+++ Given information
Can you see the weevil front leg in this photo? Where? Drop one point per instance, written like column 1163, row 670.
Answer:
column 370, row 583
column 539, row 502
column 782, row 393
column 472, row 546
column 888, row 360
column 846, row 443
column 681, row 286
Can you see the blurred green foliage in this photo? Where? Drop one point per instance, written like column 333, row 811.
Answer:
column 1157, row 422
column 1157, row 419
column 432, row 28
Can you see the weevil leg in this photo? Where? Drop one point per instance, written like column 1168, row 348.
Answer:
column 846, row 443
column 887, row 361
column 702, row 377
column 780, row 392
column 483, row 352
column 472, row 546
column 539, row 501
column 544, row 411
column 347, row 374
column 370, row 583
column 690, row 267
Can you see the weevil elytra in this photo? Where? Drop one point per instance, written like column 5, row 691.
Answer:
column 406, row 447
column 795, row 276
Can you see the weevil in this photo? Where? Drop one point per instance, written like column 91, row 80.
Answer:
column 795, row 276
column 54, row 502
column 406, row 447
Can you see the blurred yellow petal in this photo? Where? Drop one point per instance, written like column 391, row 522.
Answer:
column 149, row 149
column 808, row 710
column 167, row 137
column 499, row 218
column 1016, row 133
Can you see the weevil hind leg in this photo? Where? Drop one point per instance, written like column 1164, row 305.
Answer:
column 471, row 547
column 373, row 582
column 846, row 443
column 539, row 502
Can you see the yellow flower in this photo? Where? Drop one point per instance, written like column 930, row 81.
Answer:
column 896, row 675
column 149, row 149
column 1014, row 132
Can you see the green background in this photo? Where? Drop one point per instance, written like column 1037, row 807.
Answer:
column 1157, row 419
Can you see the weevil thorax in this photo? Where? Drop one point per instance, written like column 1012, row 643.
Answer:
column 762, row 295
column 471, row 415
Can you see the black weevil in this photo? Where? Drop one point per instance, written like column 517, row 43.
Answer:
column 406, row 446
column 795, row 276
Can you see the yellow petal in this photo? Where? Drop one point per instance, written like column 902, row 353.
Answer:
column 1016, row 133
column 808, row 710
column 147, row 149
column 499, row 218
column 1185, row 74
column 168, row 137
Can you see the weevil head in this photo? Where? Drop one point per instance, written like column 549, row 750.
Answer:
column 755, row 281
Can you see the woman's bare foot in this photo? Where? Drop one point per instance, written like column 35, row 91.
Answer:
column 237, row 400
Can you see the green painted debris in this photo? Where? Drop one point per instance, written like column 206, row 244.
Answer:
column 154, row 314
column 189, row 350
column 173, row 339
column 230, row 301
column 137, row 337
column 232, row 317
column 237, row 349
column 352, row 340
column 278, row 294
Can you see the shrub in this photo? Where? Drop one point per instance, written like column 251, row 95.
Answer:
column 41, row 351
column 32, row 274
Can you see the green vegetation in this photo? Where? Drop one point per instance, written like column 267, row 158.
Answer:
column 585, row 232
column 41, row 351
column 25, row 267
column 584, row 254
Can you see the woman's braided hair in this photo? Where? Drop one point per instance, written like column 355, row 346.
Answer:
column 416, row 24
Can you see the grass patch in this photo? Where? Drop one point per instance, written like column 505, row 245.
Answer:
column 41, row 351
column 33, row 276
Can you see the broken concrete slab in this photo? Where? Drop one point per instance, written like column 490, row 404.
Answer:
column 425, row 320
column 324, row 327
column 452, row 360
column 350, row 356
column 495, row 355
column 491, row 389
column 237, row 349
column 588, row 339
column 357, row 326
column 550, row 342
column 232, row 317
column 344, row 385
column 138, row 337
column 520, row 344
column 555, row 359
++++++
**Goal of the exercise:** Nothing but the lines from the one with "Can you see the broken" through the end of the data above should be reproduced, each exactly, both ends included.

**Your solution:**
Can you see the broken concrete slab in this photo? Where? Drop one point per instance, written like column 490, row 404.
Answer:
column 425, row 320
column 324, row 327
column 452, row 360
column 350, row 356
column 495, row 355
column 491, row 389
column 237, row 349
column 588, row 339
column 357, row 326
column 550, row 342
column 232, row 317
column 344, row 385
column 138, row 337
column 520, row 344
column 555, row 359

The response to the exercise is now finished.